Do this: Reproduce verbatim the records starting at the line containing "Category under review: sailing" and ending at the line containing "[0,393,800,531]", including both of those lines.

Given information:
____________

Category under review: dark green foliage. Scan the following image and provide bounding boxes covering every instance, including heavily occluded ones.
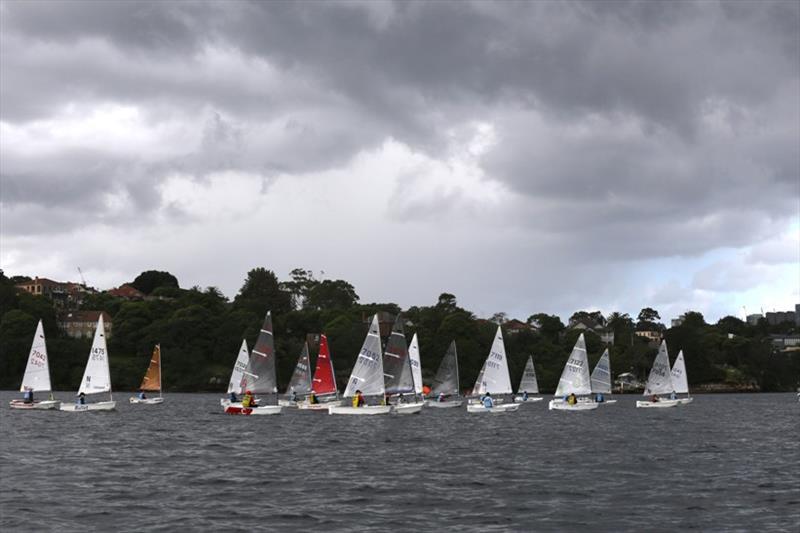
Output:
[0,268,800,393]
[130,270,178,294]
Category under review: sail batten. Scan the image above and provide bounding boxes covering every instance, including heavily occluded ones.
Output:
[19,320,52,392]
[644,341,674,396]
[244,311,278,394]
[517,355,539,394]
[78,314,111,394]
[592,348,611,394]
[344,315,386,398]
[555,333,592,397]
[431,341,459,396]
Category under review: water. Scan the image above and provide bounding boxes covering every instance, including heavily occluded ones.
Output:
[0,392,800,531]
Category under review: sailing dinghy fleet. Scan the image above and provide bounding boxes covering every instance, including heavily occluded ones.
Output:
[10,311,693,416]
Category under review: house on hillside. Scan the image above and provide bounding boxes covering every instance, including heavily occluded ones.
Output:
[106,283,145,300]
[569,317,614,345]
[58,311,113,339]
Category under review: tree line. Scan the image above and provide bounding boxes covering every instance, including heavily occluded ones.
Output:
[0,267,800,392]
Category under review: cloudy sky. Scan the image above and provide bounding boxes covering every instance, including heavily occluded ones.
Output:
[0,0,800,321]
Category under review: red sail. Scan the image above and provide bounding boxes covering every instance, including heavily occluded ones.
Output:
[311,334,338,395]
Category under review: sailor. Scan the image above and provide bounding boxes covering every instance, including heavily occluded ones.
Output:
[482,392,494,409]
[242,391,255,408]
[567,392,578,405]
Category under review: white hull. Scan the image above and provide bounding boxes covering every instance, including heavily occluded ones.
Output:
[128,397,164,405]
[225,402,283,416]
[636,400,680,409]
[392,402,425,415]
[514,396,544,403]
[61,401,117,413]
[467,403,519,413]
[8,400,61,411]
[328,405,392,415]
[426,400,464,409]
[547,400,600,411]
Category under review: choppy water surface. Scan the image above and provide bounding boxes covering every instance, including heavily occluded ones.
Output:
[0,393,800,531]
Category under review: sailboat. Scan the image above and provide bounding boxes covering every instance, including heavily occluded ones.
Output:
[297,333,339,411]
[219,340,250,407]
[636,341,678,408]
[129,344,164,405]
[670,350,694,405]
[61,313,117,412]
[9,320,61,409]
[225,311,283,415]
[278,342,311,407]
[548,333,597,411]
[328,315,392,415]
[383,314,425,414]
[467,326,519,413]
[408,333,428,405]
[427,340,464,408]
[592,348,617,403]
[514,355,542,402]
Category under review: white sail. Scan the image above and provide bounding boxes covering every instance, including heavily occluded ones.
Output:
[408,333,422,394]
[228,340,250,394]
[517,355,539,394]
[344,315,385,398]
[670,350,689,394]
[592,348,611,394]
[472,326,512,395]
[555,333,592,397]
[78,313,111,394]
[19,320,51,392]
[644,341,673,396]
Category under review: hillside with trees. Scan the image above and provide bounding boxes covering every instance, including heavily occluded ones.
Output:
[0,267,800,392]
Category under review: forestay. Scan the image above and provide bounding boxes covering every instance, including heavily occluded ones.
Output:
[472,326,512,395]
[408,333,422,394]
[139,344,161,392]
[19,320,51,392]
[670,350,689,394]
[592,348,611,394]
[383,314,414,394]
[228,340,250,394]
[431,341,459,396]
[286,342,311,396]
[517,355,539,394]
[244,311,278,394]
[344,315,386,398]
[555,333,592,397]
[78,313,111,394]
[311,334,338,395]
[644,341,673,396]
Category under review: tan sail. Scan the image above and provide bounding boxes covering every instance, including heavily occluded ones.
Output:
[139,344,161,392]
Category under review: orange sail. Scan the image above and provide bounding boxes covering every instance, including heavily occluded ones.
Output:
[139,344,161,392]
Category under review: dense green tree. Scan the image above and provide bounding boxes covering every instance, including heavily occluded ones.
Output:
[130,270,178,294]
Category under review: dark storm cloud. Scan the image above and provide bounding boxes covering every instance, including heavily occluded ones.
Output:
[0,2,800,256]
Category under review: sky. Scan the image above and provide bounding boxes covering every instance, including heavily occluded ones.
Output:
[0,0,800,323]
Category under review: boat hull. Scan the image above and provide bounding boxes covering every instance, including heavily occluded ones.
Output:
[128,397,164,405]
[636,400,680,409]
[467,403,519,413]
[8,400,61,411]
[328,405,392,416]
[393,402,425,415]
[547,400,600,411]
[225,403,283,416]
[427,400,464,409]
[60,401,117,413]
[514,396,544,403]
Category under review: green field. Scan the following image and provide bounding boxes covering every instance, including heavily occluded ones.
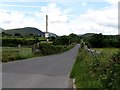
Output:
[2,47,34,62]
[70,48,120,89]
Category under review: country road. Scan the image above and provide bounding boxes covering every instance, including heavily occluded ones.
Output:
[2,45,79,88]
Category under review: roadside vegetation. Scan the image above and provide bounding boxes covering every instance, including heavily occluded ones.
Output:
[2,33,80,63]
[70,45,120,90]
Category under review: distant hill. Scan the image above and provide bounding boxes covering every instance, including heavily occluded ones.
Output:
[4,27,44,36]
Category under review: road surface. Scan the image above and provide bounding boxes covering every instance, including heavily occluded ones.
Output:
[2,45,79,88]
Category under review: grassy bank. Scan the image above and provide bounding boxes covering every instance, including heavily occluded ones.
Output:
[70,48,120,89]
[2,47,34,62]
[2,43,74,62]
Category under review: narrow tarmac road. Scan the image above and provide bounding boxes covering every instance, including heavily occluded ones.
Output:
[2,45,79,88]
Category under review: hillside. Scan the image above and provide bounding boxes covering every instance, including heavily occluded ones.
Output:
[4,27,44,36]
[1,27,57,37]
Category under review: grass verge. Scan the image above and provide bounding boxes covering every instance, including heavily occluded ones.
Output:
[70,48,120,89]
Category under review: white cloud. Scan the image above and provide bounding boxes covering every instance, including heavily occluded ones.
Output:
[0,3,118,35]
[81,2,87,7]
[106,0,120,4]
[70,6,118,34]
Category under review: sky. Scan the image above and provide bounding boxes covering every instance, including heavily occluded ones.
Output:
[0,0,118,35]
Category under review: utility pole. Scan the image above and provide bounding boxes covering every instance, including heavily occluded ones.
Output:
[45,15,49,42]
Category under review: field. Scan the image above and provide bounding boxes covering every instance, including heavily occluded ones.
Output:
[2,47,34,62]
[2,42,74,62]
[70,48,120,89]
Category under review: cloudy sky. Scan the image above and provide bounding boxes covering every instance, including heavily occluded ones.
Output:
[0,0,118,35]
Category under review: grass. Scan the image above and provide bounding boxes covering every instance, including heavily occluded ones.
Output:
[70,48,120,88]
[2,43,74,63]
[2,47,34,62]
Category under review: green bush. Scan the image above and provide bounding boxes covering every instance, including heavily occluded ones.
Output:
[39,43,73,55]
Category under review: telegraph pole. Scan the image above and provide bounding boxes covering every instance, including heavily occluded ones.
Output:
[45,15,49,42]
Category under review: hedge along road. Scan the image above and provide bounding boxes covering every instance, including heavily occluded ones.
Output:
[2,44,80,88]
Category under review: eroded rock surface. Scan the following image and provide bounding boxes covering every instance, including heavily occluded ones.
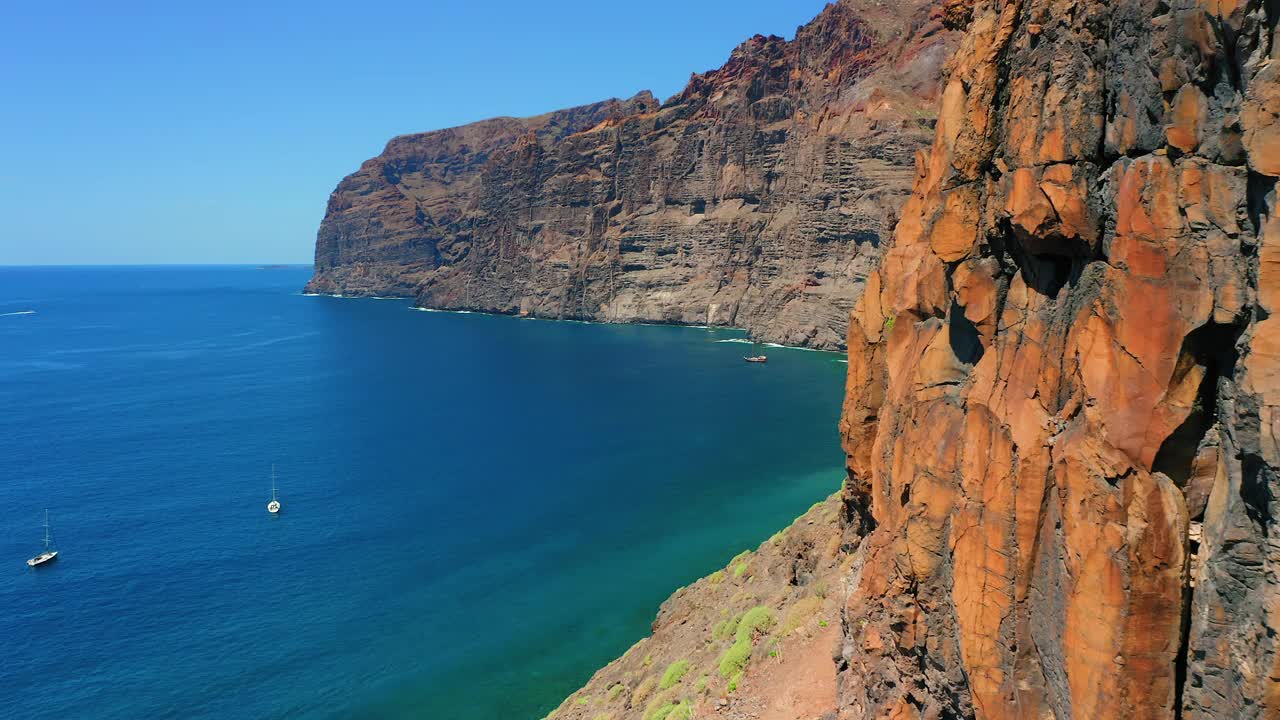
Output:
[838,0,1280,719]
[308,0,964,348]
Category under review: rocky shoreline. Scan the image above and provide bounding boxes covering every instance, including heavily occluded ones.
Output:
[307,0,956,350]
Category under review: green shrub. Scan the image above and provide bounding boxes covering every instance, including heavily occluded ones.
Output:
[712,612,742,641]
[658,660,689,691]
[644,701,694,720]
[735,605,774,643]
[631,675,658,707]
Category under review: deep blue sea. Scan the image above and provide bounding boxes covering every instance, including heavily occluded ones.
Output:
[0,266,845,720]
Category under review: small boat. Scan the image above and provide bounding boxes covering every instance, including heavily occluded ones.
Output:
[27,510,58,568]
[266,465,280,515]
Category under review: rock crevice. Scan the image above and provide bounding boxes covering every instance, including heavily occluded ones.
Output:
[308,0,957,348]
[838,0,1280,719]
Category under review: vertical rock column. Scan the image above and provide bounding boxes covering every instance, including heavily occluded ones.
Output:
[840,0,1280,719]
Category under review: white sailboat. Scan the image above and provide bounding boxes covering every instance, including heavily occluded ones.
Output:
[266,465,280,514]
[27,510,58,568]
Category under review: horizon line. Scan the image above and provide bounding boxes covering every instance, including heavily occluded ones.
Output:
[0,261,315,268]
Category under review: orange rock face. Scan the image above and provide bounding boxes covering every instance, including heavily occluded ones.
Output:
[838,0,1280,720]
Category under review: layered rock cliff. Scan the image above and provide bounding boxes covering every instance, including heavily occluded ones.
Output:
[557,0,1280,720]
[308,0,956,348]
[838,0,1280,719]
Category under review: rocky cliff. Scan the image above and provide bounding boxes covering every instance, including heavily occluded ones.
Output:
[838,0,1280,719]
[545,0,1280,720]
[308,0,956,348]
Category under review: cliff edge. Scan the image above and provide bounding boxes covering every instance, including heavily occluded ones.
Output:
[307,0,957,348]
[838,0,1280,719]
[556,0,1280,720]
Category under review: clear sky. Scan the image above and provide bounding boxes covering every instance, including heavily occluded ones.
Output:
[0,0,824,264]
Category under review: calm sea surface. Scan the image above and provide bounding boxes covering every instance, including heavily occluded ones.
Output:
[0,266,845,720]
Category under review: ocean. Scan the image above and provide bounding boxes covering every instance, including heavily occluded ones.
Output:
[0,266,845,720]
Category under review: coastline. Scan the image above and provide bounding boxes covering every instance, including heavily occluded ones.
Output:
[543,489,861,720]
[298,290,849,357]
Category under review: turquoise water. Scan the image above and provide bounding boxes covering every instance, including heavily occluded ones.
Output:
[0,268,845,720]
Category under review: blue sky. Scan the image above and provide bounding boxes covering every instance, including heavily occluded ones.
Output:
[0,0,824,264]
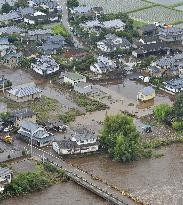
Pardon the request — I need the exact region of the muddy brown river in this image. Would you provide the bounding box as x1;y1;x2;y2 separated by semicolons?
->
1;144;183;205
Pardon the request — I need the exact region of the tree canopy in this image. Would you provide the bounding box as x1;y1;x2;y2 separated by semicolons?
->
1;3;12;13
100;114;147;162
153;103;172;122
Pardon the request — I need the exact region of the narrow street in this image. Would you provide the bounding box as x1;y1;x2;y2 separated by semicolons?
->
57;0;83;48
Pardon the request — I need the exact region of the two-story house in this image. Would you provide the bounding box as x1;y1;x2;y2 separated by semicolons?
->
18;121;53;147
31;56;59;76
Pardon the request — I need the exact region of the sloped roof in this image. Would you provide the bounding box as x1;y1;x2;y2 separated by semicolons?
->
7;84;41;97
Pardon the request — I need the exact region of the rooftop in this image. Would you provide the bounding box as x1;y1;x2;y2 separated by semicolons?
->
7;83;41;98
64;72;86;81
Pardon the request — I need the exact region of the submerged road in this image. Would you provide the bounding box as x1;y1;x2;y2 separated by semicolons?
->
25;147;137;205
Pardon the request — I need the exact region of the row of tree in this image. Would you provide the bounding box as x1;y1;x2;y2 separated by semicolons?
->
154;93;183;130
100;114;151;162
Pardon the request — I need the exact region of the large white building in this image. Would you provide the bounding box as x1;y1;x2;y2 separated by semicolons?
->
31;56;59;75
52;130;99;155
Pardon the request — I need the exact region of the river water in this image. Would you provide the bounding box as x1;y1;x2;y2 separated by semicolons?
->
1;144;183;205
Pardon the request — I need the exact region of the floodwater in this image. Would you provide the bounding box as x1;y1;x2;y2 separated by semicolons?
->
0;182;108;205
69;144;183;205
106;79;172;109
0;144;183;205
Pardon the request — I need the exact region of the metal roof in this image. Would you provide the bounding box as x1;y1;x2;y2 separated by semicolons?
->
7;84;41;97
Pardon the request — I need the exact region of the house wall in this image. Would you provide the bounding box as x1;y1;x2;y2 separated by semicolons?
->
6;93;41;102
14;115;36;127
138;92;156;101
74;84;92;94
64;76;86;86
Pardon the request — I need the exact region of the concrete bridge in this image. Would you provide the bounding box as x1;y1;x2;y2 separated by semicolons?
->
26;147;140;205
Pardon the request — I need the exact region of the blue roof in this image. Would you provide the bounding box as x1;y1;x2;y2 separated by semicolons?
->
142;86;155;95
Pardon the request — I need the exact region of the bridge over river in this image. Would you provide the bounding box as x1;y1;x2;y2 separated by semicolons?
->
26;147;142;205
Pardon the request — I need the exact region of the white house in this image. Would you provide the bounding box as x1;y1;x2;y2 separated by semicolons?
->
90;56;117;74
164;78;183;93
31;56;59;75
18;121;53;147
0;167;12;193
52;130;98;155
74;82;93;94
64;72;86;86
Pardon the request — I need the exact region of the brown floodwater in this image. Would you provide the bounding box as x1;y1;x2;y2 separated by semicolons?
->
0;182;108;205
69;144;183;205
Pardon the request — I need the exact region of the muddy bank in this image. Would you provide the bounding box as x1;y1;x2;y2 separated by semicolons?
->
0;182;107;205
68;144;183;205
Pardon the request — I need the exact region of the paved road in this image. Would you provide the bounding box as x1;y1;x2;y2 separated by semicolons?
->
25;146;136;205
57;0;83;48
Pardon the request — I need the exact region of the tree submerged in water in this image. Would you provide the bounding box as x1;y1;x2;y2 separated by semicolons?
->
100;114;151;162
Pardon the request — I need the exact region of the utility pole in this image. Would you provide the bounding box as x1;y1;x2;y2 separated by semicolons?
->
31;131;33;157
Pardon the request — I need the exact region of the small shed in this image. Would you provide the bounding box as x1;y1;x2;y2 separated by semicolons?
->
137;86;156;102
64;72;86;86
74;82;92;94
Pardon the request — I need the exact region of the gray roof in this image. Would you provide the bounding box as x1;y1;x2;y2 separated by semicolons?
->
73;6;91;14
164;78;183;89
11;108;36;119
74;129;97;141
7;84;41;97
0;26;25;34
28;29;52;36
0;167;12;176
0;37;9;45
0;11;22;21
17;7;34;16
64;72;86;81
18;121;53;142
141;86;155;96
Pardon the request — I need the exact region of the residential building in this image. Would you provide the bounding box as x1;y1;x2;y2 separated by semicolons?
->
132;42;170;58
102;19;126;31
24;29;52;41
97;34;131;52
163;78;183;94
0;44;22;66
6;83;41;102
0;26;25;35
159;27;183;42
64;72;86;86
10;108;36;127
0;167;12;193
138;24;158;36
39;35;65;55
52;130;99;155
146;66;162;77
0;11;22;23
24;12;60;24
90;56;117;74
80;19;125;32
152;54;183;77
31;56;59;75
18;121;54;147
137;86;156;102
74;82;93;94
0;37;10;45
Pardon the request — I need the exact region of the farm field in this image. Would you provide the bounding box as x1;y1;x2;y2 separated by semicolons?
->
79;0;153;13
129;6;183;23
79;0;183;23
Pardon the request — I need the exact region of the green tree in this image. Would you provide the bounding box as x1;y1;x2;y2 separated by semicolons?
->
173;93;183;120
100;114;147;162
67;0;79;8
1;3;12;13
153;103;172;122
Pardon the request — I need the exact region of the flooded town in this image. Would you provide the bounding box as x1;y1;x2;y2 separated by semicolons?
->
0;0;183;205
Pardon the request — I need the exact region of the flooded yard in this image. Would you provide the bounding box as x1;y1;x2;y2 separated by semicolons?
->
69;144;183;205
0;182;108;205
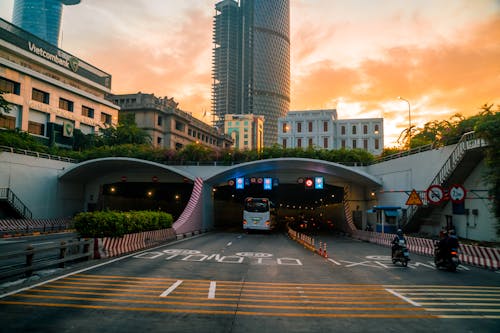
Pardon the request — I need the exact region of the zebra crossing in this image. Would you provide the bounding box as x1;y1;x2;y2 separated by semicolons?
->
0;274;500;319
384;285;500;319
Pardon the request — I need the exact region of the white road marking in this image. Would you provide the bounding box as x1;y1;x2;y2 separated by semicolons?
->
328;258;342;266
0;234;204;299
208;281;217;299
385;288;421;306
160;280;183;297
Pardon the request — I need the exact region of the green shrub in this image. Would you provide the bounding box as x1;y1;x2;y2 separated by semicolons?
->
74;211;173;237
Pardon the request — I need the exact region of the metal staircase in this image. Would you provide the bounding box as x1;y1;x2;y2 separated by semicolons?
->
403;131;488;232
0;188;33;219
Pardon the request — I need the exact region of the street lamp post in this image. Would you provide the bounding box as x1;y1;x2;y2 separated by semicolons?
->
398;96;411;150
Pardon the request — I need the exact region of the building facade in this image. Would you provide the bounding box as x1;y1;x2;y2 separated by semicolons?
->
112;92;232;150
224;114;264;151
0;20;119;145
277;109;384;155
212;0;290;146
12;0;80;46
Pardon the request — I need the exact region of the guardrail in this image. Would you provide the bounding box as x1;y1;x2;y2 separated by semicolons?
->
0;239;94;278
0;188;33;218
0;146;78;163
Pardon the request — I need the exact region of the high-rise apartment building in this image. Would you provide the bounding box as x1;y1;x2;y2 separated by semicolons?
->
12;0;80;46
212;0;290;146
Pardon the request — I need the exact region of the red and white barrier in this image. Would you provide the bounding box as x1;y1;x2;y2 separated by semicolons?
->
352;230;500;270
94;228;176;259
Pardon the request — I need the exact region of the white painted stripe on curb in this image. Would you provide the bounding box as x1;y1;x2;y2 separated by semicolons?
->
160;280;184;297
385;288;421;306
208;281;217;299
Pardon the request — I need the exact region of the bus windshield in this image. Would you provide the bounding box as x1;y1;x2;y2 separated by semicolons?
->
245;198;269;213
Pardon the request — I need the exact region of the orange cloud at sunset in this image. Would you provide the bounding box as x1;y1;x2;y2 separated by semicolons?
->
0;0;500;146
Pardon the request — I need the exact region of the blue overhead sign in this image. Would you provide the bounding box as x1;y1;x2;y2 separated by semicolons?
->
314;177;323;190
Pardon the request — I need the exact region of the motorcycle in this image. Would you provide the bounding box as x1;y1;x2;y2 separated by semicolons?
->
392;241;410;267
434;243;460;272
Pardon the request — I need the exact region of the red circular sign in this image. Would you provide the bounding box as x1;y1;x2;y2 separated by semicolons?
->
449;185;467;203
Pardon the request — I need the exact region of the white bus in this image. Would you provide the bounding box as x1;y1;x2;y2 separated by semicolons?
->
243;198;276;230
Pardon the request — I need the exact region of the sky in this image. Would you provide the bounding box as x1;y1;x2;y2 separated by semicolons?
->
0;0;500;147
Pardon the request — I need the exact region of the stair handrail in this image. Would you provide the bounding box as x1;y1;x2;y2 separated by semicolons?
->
0;187;33;219
403;131;488;227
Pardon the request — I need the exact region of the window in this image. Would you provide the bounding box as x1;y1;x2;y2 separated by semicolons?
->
82;105;94;118
0;77;21;95
59;98;73;112
31;88;50;104
101;112;111;125
0;114;16;129
175;120;186;132
28;121;45;136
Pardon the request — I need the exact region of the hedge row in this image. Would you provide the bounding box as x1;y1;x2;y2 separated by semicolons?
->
74;211;173;237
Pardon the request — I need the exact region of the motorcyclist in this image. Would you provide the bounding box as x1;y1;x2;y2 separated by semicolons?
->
436;230;448;260
446;229;459;251
392;229;406;257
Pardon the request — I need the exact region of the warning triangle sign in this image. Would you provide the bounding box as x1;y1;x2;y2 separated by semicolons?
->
406;189;423;206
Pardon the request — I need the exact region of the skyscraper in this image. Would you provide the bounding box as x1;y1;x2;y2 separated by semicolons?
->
212;0;290;146
12;0;80;46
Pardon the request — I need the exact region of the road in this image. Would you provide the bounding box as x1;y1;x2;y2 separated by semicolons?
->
0;232;500;333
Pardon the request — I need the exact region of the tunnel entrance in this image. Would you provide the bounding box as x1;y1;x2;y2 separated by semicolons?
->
214;184;344;230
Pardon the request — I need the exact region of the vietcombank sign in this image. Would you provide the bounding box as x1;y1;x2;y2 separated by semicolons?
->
0;18;111;88
28;41;78;72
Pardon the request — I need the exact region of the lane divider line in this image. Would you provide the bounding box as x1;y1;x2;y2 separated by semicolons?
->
328;258;342;266
385;288;421;306
160;280;184;297
208;281;217;299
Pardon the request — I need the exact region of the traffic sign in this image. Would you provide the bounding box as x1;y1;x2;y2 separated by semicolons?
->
427;185;444;205
450;185;467;203
406;189;423;206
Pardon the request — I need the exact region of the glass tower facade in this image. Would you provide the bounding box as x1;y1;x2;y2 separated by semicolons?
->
212;0;290;146
12;0;80;46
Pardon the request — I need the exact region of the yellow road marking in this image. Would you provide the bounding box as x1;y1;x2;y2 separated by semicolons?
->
0;301;437;319
11;294;423;311
26;289;408;305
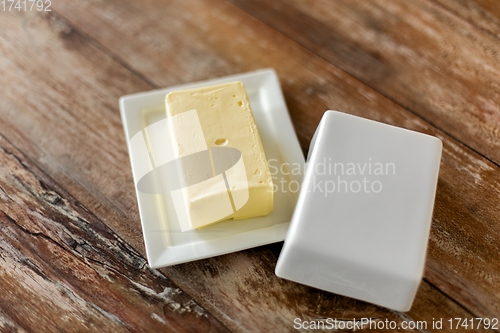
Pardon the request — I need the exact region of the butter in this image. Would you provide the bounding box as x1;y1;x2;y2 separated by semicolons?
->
166;82;273;231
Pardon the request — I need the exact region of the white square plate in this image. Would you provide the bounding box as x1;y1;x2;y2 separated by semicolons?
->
120;69;305;268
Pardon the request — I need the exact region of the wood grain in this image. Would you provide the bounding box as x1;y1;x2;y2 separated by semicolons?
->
233;0;500;165
0;137;225;332
48;1;500;316
0;0;500;332
432;0;500;38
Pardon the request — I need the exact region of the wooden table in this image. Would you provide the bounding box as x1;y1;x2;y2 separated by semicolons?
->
0;0;500;332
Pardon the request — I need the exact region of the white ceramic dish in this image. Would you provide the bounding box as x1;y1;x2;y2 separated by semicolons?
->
276;111;442;311
120;69;305;268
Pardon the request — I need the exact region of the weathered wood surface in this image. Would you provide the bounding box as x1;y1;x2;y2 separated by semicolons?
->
233;0;500;165
0;0;500;332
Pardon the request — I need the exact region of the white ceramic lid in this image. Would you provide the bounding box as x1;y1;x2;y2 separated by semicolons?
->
276;111;442;311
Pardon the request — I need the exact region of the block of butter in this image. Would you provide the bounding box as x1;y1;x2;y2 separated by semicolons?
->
166;82;273;231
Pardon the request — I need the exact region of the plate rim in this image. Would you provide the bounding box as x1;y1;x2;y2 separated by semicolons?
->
119;68;305;268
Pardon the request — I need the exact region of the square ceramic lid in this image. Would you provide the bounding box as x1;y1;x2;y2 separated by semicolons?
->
276;111;442;311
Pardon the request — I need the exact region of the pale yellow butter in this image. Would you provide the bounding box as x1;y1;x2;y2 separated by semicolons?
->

____________

Solution to this exercise:
Category under review: sailing dinghy fleet. Scan the image above and provide bounding boxes covering every instance, including heavily occluded ones.
Output:
[10,311,693,416]
Category under review: house on hillside. Scan the image above and provide bounding boxes covering every instance, including heavily occluded ones.
Output:
[106,283,145,300]
[569,317,614,345]
[58,311,113,339]
Category under review: tree line. Scan the image above and provide bounding boxes covering every instance, including heavily occluded ones.
Output:
[0,267,800,392]
Category under review: cloudy sky. Scan the image above and provide bounding boxes covering every instance, including heavily occluded ones.
Output:
[0,0,800,321]
Category under review: red sail. Scan the image above and provide bounding boxes covering every instance, including heavily occluded ones.
Output:
[311,334,338,395]
Category under review: sailor. Scan the image above and provide bounding boxes covering every instance, including heavily occluded ones.
Output:
[482,392,494,409]
[242,391,255,408]
[567,392,578,405]
Category under review: white hull. Scan the image above and provide bounding boxes covering every instance, including heavily occluded ones.
Output:
[128,397,164,405]
[225,402,283,416]
[636,400,680,409]
[392,402,425,415]
[514,396,544,403]
[61,401,117,413]
[467,403,519,413]
[8,400,61,411]
[328,405,392,415]
[426,400,464,409]
[547,400,600,411]
Category under review: choppy water surface. Scan the image above and provide bounding boxes covering every instance, including heavily occluded ones.
Output:
[0,393,800,531]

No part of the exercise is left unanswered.